■ **Material to process**
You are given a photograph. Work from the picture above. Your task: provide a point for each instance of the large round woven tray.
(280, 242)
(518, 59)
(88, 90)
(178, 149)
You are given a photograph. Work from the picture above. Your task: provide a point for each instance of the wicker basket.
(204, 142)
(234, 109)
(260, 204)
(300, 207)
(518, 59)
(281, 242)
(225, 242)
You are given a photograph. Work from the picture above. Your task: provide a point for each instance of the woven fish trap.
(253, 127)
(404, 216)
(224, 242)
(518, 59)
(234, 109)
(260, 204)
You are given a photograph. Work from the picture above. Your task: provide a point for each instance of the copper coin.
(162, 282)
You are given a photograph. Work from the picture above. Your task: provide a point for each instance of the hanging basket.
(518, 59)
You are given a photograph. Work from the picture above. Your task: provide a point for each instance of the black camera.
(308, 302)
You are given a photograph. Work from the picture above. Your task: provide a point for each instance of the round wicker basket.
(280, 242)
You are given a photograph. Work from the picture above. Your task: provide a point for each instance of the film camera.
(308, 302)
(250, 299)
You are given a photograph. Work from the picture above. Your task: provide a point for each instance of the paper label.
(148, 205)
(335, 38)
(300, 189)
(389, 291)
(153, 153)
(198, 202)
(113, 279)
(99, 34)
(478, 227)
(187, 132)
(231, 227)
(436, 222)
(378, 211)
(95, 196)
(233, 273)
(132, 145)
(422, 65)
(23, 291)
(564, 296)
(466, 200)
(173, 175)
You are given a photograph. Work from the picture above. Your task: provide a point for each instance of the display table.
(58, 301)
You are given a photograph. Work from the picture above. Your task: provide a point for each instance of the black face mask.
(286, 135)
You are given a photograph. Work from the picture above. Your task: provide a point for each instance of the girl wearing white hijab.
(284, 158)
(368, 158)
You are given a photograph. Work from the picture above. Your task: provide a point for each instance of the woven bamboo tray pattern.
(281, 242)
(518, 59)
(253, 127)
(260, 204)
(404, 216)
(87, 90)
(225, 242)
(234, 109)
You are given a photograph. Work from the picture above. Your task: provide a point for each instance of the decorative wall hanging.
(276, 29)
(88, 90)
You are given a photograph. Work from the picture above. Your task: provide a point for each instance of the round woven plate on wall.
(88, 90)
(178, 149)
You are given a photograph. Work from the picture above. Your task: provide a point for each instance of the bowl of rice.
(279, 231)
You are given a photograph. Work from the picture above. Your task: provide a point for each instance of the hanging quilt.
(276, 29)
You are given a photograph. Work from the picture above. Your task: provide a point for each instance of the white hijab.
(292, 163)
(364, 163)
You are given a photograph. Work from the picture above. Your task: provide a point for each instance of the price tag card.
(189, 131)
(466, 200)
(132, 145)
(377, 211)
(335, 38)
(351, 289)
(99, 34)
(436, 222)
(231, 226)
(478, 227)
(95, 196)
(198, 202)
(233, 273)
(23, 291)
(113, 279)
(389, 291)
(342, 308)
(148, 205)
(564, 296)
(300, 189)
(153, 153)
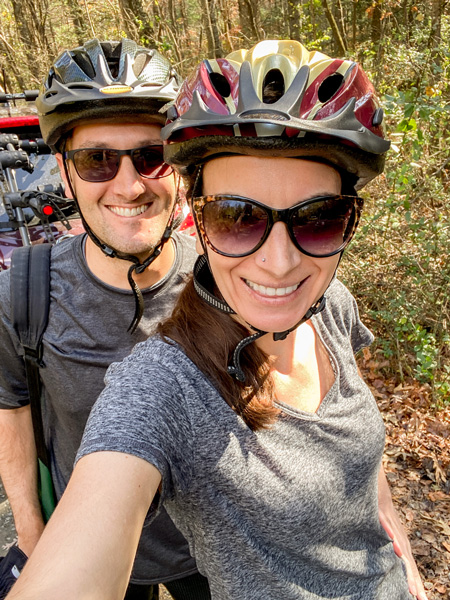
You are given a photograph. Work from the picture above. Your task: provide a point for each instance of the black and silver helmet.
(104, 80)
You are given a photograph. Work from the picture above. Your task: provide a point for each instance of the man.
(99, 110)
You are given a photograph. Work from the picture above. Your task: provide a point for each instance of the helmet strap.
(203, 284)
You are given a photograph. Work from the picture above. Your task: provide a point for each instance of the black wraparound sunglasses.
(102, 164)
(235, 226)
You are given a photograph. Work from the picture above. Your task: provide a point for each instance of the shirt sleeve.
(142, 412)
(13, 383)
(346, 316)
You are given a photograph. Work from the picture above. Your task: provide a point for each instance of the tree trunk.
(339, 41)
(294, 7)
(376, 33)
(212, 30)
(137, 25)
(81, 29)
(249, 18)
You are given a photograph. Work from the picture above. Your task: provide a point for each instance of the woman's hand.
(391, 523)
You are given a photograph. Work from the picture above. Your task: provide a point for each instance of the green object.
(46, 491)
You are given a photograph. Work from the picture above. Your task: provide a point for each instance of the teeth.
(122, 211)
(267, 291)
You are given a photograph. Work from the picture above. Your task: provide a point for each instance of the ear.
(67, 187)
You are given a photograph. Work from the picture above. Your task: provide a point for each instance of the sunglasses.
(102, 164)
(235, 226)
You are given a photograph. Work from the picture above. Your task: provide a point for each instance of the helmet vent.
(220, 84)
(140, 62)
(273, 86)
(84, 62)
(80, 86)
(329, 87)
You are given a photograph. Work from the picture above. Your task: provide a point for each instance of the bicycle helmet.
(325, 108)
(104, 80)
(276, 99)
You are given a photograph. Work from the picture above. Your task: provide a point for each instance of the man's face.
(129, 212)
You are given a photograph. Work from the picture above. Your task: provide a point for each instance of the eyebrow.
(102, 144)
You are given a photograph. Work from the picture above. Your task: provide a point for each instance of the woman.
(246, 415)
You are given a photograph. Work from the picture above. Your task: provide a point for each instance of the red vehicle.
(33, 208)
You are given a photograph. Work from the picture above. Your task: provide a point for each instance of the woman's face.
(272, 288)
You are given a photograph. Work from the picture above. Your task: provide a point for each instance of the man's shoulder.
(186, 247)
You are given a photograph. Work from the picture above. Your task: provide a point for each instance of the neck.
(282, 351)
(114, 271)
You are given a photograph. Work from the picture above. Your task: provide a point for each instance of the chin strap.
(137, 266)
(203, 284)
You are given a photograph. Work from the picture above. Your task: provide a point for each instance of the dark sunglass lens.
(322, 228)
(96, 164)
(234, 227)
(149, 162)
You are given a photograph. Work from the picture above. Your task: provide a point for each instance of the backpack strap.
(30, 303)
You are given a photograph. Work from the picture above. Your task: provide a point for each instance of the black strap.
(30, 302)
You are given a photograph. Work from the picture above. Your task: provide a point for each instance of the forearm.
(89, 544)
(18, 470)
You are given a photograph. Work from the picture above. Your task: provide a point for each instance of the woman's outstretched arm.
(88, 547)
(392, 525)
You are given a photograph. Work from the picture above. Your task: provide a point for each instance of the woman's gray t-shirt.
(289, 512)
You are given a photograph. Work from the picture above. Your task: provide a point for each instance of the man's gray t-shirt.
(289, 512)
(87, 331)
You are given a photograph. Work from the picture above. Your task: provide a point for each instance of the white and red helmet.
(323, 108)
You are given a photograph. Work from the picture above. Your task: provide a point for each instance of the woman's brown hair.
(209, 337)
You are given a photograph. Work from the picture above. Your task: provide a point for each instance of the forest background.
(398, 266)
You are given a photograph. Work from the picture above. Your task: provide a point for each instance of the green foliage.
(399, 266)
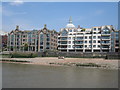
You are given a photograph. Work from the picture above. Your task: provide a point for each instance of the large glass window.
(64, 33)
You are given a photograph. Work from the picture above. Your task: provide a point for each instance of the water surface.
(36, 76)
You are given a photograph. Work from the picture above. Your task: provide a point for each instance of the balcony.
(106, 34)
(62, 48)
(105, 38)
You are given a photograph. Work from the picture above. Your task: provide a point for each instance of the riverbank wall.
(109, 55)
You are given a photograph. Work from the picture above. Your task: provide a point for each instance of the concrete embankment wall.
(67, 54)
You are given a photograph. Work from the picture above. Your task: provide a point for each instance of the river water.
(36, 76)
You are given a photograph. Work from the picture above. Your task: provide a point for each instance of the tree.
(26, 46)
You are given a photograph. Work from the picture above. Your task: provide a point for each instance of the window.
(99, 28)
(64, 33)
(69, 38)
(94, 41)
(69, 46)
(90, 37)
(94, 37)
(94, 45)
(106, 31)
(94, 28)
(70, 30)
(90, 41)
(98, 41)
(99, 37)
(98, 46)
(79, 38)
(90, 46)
---
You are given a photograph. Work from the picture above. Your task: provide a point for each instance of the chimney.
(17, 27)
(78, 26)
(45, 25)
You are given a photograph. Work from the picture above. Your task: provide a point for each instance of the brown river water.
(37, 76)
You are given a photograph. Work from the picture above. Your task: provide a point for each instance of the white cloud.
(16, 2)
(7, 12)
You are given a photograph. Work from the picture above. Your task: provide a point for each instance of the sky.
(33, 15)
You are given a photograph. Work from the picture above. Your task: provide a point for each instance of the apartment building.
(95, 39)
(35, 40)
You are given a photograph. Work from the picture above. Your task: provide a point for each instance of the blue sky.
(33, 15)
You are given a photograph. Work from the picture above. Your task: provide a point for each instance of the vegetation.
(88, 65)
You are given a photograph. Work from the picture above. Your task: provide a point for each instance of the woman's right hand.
---
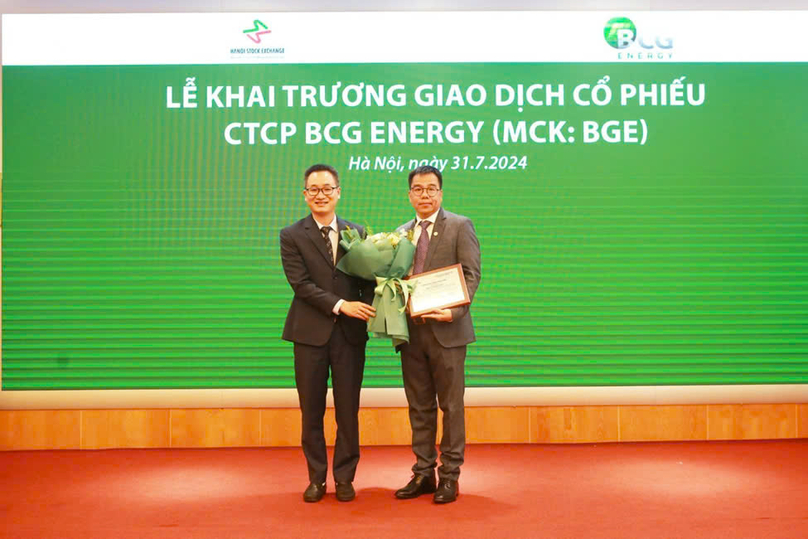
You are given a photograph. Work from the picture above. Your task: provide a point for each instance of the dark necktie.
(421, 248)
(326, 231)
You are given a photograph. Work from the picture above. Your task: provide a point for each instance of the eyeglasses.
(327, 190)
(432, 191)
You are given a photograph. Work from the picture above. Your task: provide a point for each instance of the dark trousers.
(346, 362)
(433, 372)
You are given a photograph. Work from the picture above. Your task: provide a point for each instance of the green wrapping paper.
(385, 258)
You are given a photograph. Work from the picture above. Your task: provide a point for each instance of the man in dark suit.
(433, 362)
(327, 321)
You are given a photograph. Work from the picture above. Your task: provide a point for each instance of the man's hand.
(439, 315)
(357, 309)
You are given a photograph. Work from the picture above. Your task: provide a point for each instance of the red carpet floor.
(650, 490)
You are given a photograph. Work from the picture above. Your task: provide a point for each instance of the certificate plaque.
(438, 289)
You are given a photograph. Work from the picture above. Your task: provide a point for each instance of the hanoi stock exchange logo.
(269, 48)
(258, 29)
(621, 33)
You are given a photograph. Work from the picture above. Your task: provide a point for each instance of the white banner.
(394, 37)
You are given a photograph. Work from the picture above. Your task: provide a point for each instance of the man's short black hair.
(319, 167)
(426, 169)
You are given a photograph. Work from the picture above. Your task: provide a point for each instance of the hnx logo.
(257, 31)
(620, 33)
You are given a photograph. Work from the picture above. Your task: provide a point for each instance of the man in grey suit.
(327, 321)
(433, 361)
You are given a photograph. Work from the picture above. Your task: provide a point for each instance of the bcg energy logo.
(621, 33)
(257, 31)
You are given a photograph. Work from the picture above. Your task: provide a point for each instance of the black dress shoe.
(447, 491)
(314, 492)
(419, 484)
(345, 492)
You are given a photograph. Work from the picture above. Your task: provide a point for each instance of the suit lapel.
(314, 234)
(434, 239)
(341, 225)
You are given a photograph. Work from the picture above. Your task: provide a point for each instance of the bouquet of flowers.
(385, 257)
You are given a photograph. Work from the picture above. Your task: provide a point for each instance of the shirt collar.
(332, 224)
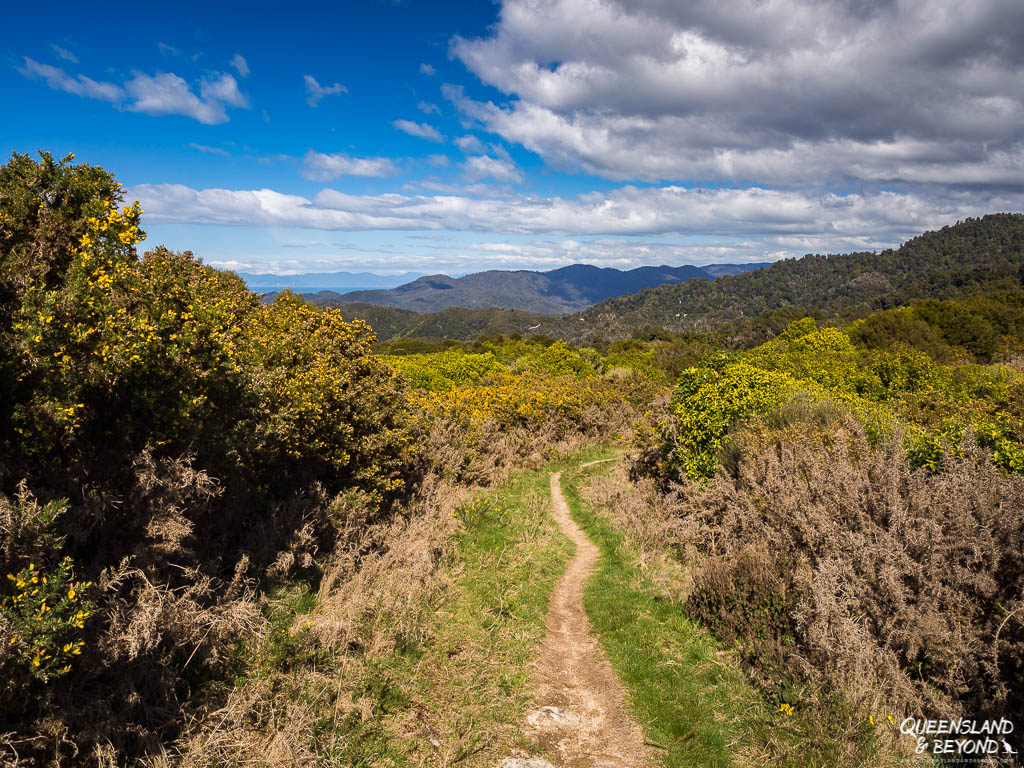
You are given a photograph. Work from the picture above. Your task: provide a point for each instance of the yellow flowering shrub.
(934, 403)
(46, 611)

■ **Directions for this task**
Please count how many lines in the records above contain the word "tray" and reply with only that number.

■ **Solution for this problem**
2